- _Direction_
Copy every line, leaving nothing out and adding nothing.
#####
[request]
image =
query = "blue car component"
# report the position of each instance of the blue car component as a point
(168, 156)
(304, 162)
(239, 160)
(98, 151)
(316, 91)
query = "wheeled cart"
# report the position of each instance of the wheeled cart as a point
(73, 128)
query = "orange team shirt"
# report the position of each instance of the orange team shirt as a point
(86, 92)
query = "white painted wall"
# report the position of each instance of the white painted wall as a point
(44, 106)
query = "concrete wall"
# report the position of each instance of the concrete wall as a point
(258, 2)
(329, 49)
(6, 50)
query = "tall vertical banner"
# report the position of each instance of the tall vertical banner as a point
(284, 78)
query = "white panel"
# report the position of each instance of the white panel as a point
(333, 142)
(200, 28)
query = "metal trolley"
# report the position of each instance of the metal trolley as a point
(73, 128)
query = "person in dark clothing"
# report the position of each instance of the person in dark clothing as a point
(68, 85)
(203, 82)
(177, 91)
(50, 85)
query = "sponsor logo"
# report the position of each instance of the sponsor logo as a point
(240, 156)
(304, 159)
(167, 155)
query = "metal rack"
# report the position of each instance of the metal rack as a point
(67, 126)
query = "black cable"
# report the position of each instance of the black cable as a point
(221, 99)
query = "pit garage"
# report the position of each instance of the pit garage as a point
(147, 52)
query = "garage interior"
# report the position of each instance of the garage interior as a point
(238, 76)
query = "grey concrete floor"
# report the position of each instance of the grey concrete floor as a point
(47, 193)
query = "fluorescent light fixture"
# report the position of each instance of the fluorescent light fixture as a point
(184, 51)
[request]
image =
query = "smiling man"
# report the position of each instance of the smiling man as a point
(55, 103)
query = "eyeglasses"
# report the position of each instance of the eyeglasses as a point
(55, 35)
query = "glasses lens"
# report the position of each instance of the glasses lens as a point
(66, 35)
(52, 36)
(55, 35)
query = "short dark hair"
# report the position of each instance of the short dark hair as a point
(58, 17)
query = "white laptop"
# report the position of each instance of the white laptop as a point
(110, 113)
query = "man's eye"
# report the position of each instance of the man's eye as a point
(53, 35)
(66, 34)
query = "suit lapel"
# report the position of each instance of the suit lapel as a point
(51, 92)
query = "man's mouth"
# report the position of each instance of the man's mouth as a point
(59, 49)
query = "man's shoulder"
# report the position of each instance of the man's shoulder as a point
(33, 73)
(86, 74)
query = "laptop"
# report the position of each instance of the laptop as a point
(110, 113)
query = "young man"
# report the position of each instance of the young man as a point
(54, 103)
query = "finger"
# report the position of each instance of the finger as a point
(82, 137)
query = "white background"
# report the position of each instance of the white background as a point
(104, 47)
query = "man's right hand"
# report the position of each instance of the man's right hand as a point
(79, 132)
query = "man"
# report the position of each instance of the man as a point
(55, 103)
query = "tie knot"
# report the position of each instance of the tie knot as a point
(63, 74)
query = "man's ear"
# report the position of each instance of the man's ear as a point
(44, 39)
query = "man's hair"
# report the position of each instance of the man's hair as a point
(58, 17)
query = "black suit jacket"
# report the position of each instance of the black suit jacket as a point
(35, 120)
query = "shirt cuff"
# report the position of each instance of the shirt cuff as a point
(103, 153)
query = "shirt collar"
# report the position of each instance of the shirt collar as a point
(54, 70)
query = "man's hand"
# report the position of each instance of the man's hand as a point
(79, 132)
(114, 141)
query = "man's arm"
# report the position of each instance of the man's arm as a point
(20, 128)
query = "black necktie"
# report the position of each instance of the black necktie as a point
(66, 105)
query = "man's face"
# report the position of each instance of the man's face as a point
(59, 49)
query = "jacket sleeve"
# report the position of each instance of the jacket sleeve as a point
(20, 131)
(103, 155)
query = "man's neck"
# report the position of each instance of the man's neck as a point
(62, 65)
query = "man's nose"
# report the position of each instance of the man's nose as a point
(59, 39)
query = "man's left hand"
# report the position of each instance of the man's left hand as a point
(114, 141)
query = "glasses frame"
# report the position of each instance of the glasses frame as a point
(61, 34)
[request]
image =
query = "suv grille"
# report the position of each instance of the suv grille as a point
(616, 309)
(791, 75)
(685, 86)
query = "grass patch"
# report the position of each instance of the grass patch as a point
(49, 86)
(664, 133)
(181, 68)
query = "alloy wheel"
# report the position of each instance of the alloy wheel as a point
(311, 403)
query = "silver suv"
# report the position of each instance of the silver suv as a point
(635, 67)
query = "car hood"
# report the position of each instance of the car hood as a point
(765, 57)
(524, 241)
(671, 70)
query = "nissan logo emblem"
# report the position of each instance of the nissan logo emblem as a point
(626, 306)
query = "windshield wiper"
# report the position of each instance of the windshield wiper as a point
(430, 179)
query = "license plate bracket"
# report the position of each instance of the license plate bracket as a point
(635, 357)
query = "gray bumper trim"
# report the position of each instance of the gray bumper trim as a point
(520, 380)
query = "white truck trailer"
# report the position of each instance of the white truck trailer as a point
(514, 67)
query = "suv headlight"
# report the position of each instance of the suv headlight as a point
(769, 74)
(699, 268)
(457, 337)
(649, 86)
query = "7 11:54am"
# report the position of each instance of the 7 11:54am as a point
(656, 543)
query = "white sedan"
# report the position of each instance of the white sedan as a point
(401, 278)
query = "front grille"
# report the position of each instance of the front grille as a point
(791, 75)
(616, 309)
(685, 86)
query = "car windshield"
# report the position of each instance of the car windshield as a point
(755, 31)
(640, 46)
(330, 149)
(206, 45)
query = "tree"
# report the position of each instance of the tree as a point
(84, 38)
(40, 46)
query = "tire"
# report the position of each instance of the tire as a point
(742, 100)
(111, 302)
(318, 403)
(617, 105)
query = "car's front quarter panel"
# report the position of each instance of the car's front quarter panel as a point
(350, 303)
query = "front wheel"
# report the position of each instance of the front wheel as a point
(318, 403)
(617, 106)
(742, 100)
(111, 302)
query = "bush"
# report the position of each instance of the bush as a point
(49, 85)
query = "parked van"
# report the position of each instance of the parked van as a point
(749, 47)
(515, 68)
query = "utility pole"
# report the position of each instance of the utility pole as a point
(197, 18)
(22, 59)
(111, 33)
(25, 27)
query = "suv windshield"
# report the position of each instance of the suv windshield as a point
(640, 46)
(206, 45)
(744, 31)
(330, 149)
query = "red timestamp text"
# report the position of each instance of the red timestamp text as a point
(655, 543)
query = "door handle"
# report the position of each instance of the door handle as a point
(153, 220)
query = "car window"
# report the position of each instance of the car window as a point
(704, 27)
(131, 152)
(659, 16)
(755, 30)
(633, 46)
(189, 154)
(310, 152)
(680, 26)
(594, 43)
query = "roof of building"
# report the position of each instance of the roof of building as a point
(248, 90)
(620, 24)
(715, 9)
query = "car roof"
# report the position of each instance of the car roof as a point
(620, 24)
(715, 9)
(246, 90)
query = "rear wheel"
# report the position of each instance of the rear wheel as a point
#####
- _Response to this task_
[request]
image =
query = "blue car component"
# report the position of each instance of the blue car component as a point
(168, 156)
(304, 162)
(239, 160)
(98, 151)
(316, 91)
query = "wheeled cart"
# report the position of each instance of the wheeled cart as a point
(73, 128)
query = "orange team shirt"
# report the position of each instance of the orange team shirt as a point
(86, 92)
query = "white painted wall"
# report the position of each instance of the white painted wall as a point
(44, 106)
query = "concrete wall"
# report the position of each instance of the concrete wall as a point
(258, 2)
(329, 49)
(6, 50)
query = "tall vertical banner"
# report the position of each instance of the tall vertical banner as a point
(284, 78)
query = "white panel"
# report the position of each instance of the white panel as a point
(333, 142)
(200, 28)
query = "metal trolley"
# report the position of each instance of the metal trolley as a point
(73, 128)
query = "person in dark clothing"
# report the position of each instance of the person in dark clothing as a point
(68, 85)
(203, 82)
(177, 91)
(50, 85)
query = "sponsor logo"
# report the position of each instance of the sponsor logo as a point
(240, 156)
(304, 159)
(167, 155)
query = "metal rack"
# report the position of each instance of the metal rack as a point
(67, 126)
query = "black cable"
# report the position of each instance of the black cable as a point
(221, 99)
query = "pit garage"
# report the position of each instance of the pit garage as a point
(147, 52)
query = "garage interior"
# report the position of each instance of the garage interior as a point
(238, 76)
query = "grey concrete floor"
# report the position of each instance of the grey concrete floor as a point
(47, 193)
query = "fluorescent light fixture"
# report the position of each instance of the fluorescent light fixture as a point
(184, 51)
[request]
image =
query = "smiling man"
# report the position of each instance of the smiling man as a point
(55, 103)
query = "eyeglasses"
# report the position of each instance of the eyeglasses as a point
(55, 35)
query = "glasses lens"
# report the position of each instance of the glasses lens as a point
(66, 35)
(52, 36)
(55, 35)
query = "short dark hair"
# report the position of each instance of the short dark hair as a point
(58, 17)
query = "white laptop"
# report the position of each instance of the white laptop as a point
(110, 113)
query = "man's eye"
# report the position of each instance of the man's eye as a point
(53, 35)
(66, 34)
query = "suit lapel"
# report the position of each instance of the suit lapel as a point
(51, 92)
query = "man's mouth"
# report the position of each instance of the man's mouth as a point
(59, 49)
query = "man's shoulder"
# report the position of each instance of the man's shoulder as a point
(33, 73)
(86, 74)
query = "laptop"
# report the position of each instance of the laptop as a point
(110, 113)
query = "young man"
# report the position of each instance of the young man as a point
(54, 103)
query = "finger"
# report the position of each instance of the finger as a point
(82, 137)
query = "white background"
# report the position of each instance of the white background as a point
(104, 47)
query = "man's right hand"
# report the position of each instance of the man's right hand as a point
(79, 132)
query = "man"
# report the position of each instance of the man as a point
(55, 103)
query = "tie knot"
# report the position of each instance of the tie knot as a point
(63, 74)
query = "man's ear"
# report the position of each instance of the man's ear as a point
(44, 39)
query = "man's hair"
# report the position of each instance of the man's hair as a point
(58, 17)
query = "black suit jacket"
# report the position of each instance of the black suit jacket as a point
(35, 120)
query = "shirt cuff"
# report the position of each instance of the shirt cuff as a point
(103, 153)
query = "shirt collar"
# report the position of each instance of the shirt collar as a point
(54, 70)
query = "man's hand"
# report the position of each instance of the man's hand as a point
(79, 132)
(114, 141)
query = "man's arm"
# report the position of each instance of the man's arm as a point
(20, 128)
query = "black necktie"
# report the position of each instance of the black necktie as a point
(66, 105)
query = "man's face"
# report the position of each instance of the man's face as a point
(59, 49)
query = "jacket sleeve"
# report the position of each instance of the jacket sleeve as a point
(20, 131)
(103, 155)
query = "man's neck"
# report the position of each instance of the man's neck as a point
(62, 65)
query = "man's nose"
# report the position of each instance of the man's nose as a point
(59, 39)
query = "man's left hand"
# report the position of each instance of the man's left hand as a point
(114, 141)
query = "glasses frame"
# report the position of each instance of the glasses frame as a point
(61, 34)
[request]
image =
query = "suv grille"
# report the position of each instance of the suv grille as a point
(616, 309)
(791, 75)
(685, 86)
query = "grass patch"
# report the position of each instance of the grass patch as a point
(49, 86)
(664, 133)
(181, 68)
query = "alloy wheel"
# report the position of each instance of the alloy wheel as a point
(311, 403)
query = "silver suv"
# report the position of each instance of the silver suv as a point
(635, 67)
query = "car hood"
# report the position of each instance of the car hood as a point
(765, 57)
(524, 241)
(671, 70)
query = "nissan logo emblem"
# report the position of each instance of the nissan logo emblem as a point
(626, 306)
query = "windshield wiper"
# report the position of each instance of the windshield wiper as a point
(430, 179)
query = "license plate bracket"
# report the position of each instance of the license plate bracket as a point
(635, 357)
query = "gray bumper trim"
# report the position of each instance of the gray bumper trim as a point
(520, 380)
query = "white truck trailer"
# report the position of each instance of the white truck trailer as a point
(514, 67)
query = "suv headlight"
# report the position of each instance of the suv headlight as a point
(769, 74)
(699, 268)
(457, 337)
(649, 86)
query = "7 11:54am"
# report the position of each instance of the 7 11:54am as a point
(656, 543)
query = "white sedan"
# report the position of each instance of the white sedan as a point
(401, 278)
query = "front grille"
# report the position of each instance of the front grille as a point
(791, 75)
(616, 309)
(685, 86)
query = "car windshield"
# report the position of each instance of the car windshield as a point
(755, 31)
(640, 46)
(330, 149)
(206, 45)
query = "tree"
# report the position of each instance of the tree as a point
(84, 38)
(40, 46)
query = "tire"
# report the position of each instance of the tire as a point
(742, 100)
(111, 302)
(318, 403)
(617, 105)
query = "car's front quarter panel"
# report the position of each instance of the car's front quarter panel as a point
(350, 303)
query = "front wheel"
# report the position of each instance of the front wheel as a point
(318, 403)
(617, 106)
(742, 100)
(111, 302)
query = "bush"
# report the position of each instance of the bush as a point
(49, 85)
query = "parked van"
# report the position of each instance of the parked van as a point
(749, 47)
(515, 68)
query = "utility pole"
# report the position of each instance of the utility pole as a point
(197, 18)
(22, 59)
(111, 33)
(25, 27)
query = "suv windshield"
# report the position of each instance of the suv windshield as a point
(640, 46)
(206, 45)
(744, 31)
(330, 149)
query = "red timestamp text"
# report the position of each instance of the red timestamp text as a point
(655, 543)
query = "door handle"
# report the position of each instance of the door handle as a point
(153, 220)
query = "car window"
# report the position of each instance of the car window as a point
(704, 27)
(131, 152)
(659, 16)
(755, 30)
(633, 46)
(189, 154)
(310, 152)
(680, 26)
(594, 43)
query = "roof of building"
# report the position of each instance of the roof of building as a point
(248, 90)
(620, 24)
(715, 9)
query = "car roof"
# report the position of each instance of the car roof as a point
(620, 24)
(715, 9)
(246, 90)
query = "rear wheel"
# report the position of each instance of the rear wheel as a point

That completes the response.